::: Text section

The first night of camping turned into a nightmare. Our pitch, which had seemed so perfect when we found it had become surrounded. We were like cowboys being circled by Indians, but instead of Indians there were idiots. Once the drama students (who I think having seen them in the morning were actually grown up actors which makes their idiocy less forgiveable) had gone I drifted into a light sleep, but was woken within 30 minutes by some of them returning and another tent being erected (by more thoughtful people) right beside ours. More singing and shouting and show-offy behaviour as if all the world was indeed a stage and it was their duty to attempt to be putting on a show wherever they found themselves at whatever time.

::::::
::: Data entries

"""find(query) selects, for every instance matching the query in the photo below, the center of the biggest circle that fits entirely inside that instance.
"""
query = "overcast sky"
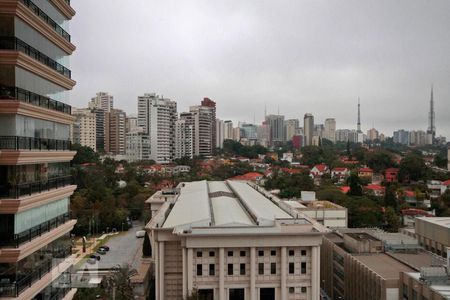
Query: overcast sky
(299, 56)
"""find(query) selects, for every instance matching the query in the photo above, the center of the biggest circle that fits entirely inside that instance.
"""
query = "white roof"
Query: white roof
(191, 207)
(258, 204)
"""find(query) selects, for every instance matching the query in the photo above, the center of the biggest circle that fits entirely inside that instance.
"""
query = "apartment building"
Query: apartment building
(232, 240)
(84, 128)
(157, 116)
(35, 155)
(366, 263)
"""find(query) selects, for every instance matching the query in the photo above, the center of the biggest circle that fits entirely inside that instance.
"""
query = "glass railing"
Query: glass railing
(15, 93)
(13, 43)
(10, 287)
(28, 235)
(41, 14)
(30, 188)
(30, 143)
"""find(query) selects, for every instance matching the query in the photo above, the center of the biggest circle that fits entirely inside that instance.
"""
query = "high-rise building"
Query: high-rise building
(103, 101)
(276, 129)
(308, 128)
(157, 117)
(184, 138)
(330, 130)
(115, 132)
(228, 130)
(291, 126)
(35, 149)
(212, 105)
(230, 240)
(83, 129)
(220, 131)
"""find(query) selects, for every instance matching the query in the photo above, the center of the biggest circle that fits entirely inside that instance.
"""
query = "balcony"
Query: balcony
(15, 93)
(13, 43)
(27, 189)
(38, 12)
(26, 236)
(29, 143)
(15, 284)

::::::

Continue the account of the first night of camping from where it ends.

**Right answer**:
I was only mildly annoyed at this stage, still reasoning that at 1.30am I had no right to expect to be asleep, but I was painfully aware of the fact that I would be woken by the light and heat of the sun by 7am and that I had a show to do and that this was just day one of the festival. I really need my sleep these days to be able to function properly and had hoped I might get six hours tonight to steel me for the days to come. Having been shouted awake I felt a bit unsettled and had the first of a series of mild panic attacks, brought on by the disturbed sleep pattern and the claustrophobic nature of staying in a tent. My head filled with dark and unpleasant thoughts which I struggled to expunge. I was not very happy. But the actors mainly settled down over the course of the next hour and I came close to falling asleep, but was again woken by conversations and this time, feeling more panicked had to go for a walk to escape my fabricy tomb. Many of the lovely toilets had already been clogged up, mainly by those people who insist on putting half a roll of toilet roll down them (why do people do this?) despite many warnings not to do so and at 2am the queues were long.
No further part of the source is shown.